== THE DATA

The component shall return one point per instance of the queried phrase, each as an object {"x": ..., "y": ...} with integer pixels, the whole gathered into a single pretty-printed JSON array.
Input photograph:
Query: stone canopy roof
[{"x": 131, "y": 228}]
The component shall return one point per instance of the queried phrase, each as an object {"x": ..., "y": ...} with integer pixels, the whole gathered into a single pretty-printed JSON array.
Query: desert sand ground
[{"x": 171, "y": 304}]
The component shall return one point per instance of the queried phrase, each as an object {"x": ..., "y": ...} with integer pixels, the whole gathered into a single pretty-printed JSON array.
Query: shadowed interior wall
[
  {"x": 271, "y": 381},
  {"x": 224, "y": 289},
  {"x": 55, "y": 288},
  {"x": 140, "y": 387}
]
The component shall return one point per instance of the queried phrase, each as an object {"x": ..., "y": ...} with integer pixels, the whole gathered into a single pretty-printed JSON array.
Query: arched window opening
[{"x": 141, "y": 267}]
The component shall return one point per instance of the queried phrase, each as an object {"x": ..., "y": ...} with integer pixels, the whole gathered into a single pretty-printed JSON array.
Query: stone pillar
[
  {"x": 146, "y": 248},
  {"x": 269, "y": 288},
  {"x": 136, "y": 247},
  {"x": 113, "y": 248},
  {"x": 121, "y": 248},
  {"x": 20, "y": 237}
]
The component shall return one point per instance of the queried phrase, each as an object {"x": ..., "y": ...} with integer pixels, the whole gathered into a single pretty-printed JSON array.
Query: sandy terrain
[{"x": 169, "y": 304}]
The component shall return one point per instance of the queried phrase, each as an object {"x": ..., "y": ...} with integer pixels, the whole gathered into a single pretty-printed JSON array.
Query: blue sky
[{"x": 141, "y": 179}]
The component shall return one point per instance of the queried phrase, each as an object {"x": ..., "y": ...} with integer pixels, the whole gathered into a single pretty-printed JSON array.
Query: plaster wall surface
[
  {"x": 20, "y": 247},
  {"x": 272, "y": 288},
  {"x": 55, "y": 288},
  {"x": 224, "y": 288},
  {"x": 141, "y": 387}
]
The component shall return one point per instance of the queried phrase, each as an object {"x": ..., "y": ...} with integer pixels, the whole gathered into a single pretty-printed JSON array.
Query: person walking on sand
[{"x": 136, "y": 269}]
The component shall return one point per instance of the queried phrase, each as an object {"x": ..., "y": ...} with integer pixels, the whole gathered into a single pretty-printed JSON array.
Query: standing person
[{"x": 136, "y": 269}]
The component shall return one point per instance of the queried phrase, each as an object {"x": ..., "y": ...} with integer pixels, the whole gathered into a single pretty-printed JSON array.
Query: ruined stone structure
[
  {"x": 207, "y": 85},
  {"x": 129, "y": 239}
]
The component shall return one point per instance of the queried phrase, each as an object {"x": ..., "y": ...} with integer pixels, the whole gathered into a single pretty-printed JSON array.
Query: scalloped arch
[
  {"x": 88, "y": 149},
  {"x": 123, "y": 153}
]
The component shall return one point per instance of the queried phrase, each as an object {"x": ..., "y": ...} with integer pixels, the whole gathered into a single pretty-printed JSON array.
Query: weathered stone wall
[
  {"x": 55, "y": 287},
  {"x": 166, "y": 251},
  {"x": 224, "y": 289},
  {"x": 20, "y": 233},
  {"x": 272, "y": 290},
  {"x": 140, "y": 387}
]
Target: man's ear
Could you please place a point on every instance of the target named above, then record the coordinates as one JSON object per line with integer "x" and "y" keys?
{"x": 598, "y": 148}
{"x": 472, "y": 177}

====

▶ **THE PROBLEM**: Reproduce all the entries verbatim, leaving nothing out.

▶ **TASK SOLUTION**:
The component shall return one point per instance of the queried phrase, each as an object {"x": ..., "y": ...} with integer pixels, the whole gathered into a single pretty-printed JSON array.
Input photograph:
Query: stone canopy roof
[{"x": 131, "y": 228}]
The component shall return one point per instance of the queried phrase, each as an object {"x": ..., "y": ...} with integer pixels, the whole gathered into a single pretty-printed JSON array.
Query: desert sand ground
[{"x": 171, "y": 304}]
The component shall return one point per instance of the queried phrase, each as an object {"x": ..., "y": ...} with integer pixels, the whole gathered into a single pretty-printed JSON array.
Query: shadowed interior wall
[
  {"x": 271, "y": 381},
  {"x": 224, "y": 289},
  {"x": 55, "y": 288},
  {"x": 140, "y": 387}
]
The component shall return one point per instance of the queried phrase, each as an object {"x": ..., "y": ...} with integer pixels, the whole gathered into a single pretty-printed JSON array.
Query: arched window opening
[{"x": 141, "y": 267}]
The component shall return one point per instance of the queried phrase, each as an object {"x": ..., "y": ...} with integer pixels, the whole gathered into a single pretty-printed JSON array.
Query: stone pillar
[
  {"x": 146, "y": 248},
  {"x": 269, "y": 288},
  {"x": 136, "y": 247},
  {"x": 113, "y": 248},
  {"x": 121, "y": 248},
  {"x": 20, "y": 237}
]
The component shall return one point per instance of the queried phrase, each as an object {"x": ..., "y": ...} with integer pixels, the whole gathered into a single pretty-printed JSON array.
Query: sandy terrain
[{"x": 169, "y": 304}]
The component shall return one point per instance of the queried phrase, each as an object {"x": ..., "y": ...} with integer pixels, the whole gathered into a single pretty-printed JSON array.
Query: blue sky
[{"x": 141, "y": 179}]
The component shall return one point per instance of the queried phrase, each as an object {"x": ..., "y": ...} with integer pixels, the whole gathered into a single pretty-printed JSON array.
Query: plaster wall surface
[
  {"x": 20, "y": 247},
  {"x": 272, "y": 288},
  {"x": 55, "y": 288},
  {"x": 224, "y": 288},
  {"x": 141, "y": 387}
]
The component shall return one point per instance of the queried phrase, each as an object {"x": ..., "y": ...} with integer pixels, the whole gathered into a single pretty-printed JSON array.
Query: person walking on sand
[{"x": 136, "y": 269}]
The component shall return one point per instance of the queried phrase, each as an object {"x": ..., "y": ...} with integer pixels, the whole gathered into a single pretty-printed JSON array.
Query: standing person
[{"x": 136, "y": 269}]
The component shall return one point per instance of the queried phrase, each as an object {"x": ..., "y": ...} with integer pixels, the whole gathered into a single pretty-printed JSON array.
Query: ruined stone structure
[
  {"x": 207, "y": 85},
  {"x": 129, "y": 239}
]
The component shall return one point per instance of the queried phrase, each as an object {"x": ..., "y": ...} with integer pixels, the whole gathered into a single pretty-printed JSON array.
Query: scalloped arch
[
  {"x": 88, "y": 149},
  {"x": 123, "y": 153}
]
The component shall return one point per instance of the queried phrase, each as an object {"x": ..., "y": ...} with integer pixels, the whole gathered into a single pretty-printed JSON array.
Query: weathered stone wall
[
  {"x": 55, "y": 287},
  {"x": 166, "y": 251},
  {"x": 224, "y": 289},
  {"x": 20, "y": 233},
  {"x": 272, "y": 290},
  {"x": 140, "y": 387}
]
Target: man's ear
Could you please place a point on every instance of the target named above, then record the coordinates as one JSON object per line with integer "x" and "y" keys?
{"x": 598, "y": 148}
{"x": 472, "y": 177}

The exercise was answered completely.